### TEXT PROVIDED

A two-hour downpour shortly after the planet started its transit at 7.30am yesterday did not deter the crowd comprising people from all walks of life including USM students and staff.

Siblings Ahmed Irfan Nor Azmean, nine, and Ifty Irdiana, six, together with their father Nor Azmean Abd Aziz, 37, got up early to witness the event.

“This is a once-in-a-lifetime experience for the children and I.

“The timing of Venus in transit was perfect as it happened during the school holidays,” said Nor Azmean.

Year Five pupil Toh Jun Xian, 11, who was accompanied by his parents, said he was very excited to catch the event live.

“I have always been interested in astronomy and what is happening is very exciting.

“ I did not mind waking up early at all as I have been waiting for this to happen for weeks,” said Jun Xian.

USM Astronomy Club academic advisor Dr Chong Hon Yew said he considered this astronomical event to be very rare, adding that the last time this happened was in June 2004.

The Transit of Venus 2012 stargazing party was organised by the USM Astronomy Club and the Tuanku Fauziah Museum & Gallery.

The astronomy enthusiasts all gathered at the compound in front of the USM Guest House near the museum and gallery.

To add to the excitement, there were talks by Dr Chong, planeta-rium shows, soap bubble demonstrations, a water rocket workshop, a wayang kulit (shadow play) performances, batik art activities and astronomy exhibitions.

All this kept the big crowd busy and entertained.

Heng Ee High School in Jalan Hamilton also held its own Venus in transit event at the observatory.

More than 300 people comprising students, teachers, staff and members from the school board of directors turned up and were dazzled by what they saw.

Principal Goh Boon Poh said everyone had a go at watching the celestial spectacle through the school’s 228mm refracting telescope, adding that this was organised to get more students inte- rested in science-orientated matters.

Astronomy enthusiast Lim Choon Kiat said the transit of Venus across the sun was observed at the school through a Lunt Solar Telescope which had a special filter.

This allowed a better and clearer view of solar flares and sunspots.

### WHAT YOU ARE ASKED TO DO
Answer each question using the text on the Venus transit:
(a) According to Dr Chong Hon Yew, when did this event last occur?
(b) Which two bodies organized the Transit of Venus 2012 stargazing party?
(c) What size was the refracting telescope at Heng Ee High School?
The records are not required for this exercise.

### SUPPLIED ENTRIES
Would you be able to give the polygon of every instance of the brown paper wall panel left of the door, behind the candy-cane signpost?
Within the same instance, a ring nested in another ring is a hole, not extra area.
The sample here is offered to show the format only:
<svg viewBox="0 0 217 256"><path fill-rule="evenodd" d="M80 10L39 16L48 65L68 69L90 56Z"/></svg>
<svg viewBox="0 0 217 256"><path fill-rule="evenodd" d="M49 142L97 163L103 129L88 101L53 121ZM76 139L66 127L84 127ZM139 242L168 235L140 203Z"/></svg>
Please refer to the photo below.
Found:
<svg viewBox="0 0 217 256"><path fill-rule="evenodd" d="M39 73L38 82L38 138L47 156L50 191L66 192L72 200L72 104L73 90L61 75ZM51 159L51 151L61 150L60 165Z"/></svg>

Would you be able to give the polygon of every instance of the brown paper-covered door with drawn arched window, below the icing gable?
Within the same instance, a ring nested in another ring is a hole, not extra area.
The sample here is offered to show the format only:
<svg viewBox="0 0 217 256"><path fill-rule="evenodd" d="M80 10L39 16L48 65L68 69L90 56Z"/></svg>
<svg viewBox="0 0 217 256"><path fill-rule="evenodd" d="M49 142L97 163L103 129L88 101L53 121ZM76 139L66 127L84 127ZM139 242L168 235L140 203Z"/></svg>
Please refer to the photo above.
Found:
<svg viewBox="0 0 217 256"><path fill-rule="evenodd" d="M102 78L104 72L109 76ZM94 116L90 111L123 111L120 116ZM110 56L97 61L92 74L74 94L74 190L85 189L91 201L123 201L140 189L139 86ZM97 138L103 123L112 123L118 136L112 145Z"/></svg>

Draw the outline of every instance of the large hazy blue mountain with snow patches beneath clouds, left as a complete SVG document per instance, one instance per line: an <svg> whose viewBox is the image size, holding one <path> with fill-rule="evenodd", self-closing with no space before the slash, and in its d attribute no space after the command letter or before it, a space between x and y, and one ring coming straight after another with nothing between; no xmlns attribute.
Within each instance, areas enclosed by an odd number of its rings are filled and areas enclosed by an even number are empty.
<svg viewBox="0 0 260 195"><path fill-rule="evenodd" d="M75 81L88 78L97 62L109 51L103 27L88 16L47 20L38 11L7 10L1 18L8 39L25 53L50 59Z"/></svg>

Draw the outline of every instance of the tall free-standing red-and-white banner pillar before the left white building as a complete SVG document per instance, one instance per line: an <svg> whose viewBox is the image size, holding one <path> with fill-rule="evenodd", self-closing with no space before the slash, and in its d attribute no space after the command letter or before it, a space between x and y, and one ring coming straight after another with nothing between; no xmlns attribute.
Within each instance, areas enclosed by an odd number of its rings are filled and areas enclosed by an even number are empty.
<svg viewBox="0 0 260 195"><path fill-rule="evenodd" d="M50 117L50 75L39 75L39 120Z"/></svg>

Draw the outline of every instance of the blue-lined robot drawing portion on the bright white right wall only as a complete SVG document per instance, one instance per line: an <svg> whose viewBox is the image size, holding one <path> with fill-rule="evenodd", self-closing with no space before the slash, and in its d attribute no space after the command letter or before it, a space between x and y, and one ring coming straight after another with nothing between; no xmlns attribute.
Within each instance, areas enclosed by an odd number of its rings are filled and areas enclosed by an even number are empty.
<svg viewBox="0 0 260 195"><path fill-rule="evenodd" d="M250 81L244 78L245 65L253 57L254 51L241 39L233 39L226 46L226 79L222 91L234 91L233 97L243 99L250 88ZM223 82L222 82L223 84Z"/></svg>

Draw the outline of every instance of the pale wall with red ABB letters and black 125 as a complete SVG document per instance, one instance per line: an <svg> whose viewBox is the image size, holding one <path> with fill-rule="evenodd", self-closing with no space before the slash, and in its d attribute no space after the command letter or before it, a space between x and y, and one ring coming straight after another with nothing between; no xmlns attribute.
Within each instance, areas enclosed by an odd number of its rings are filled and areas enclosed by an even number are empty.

### ANSWER FOR THIS EXERCISE
(a) June 2004
(b) The USM Astronomy Club and the Tuanku Fauziah Museum & Gallery
(c) 228mm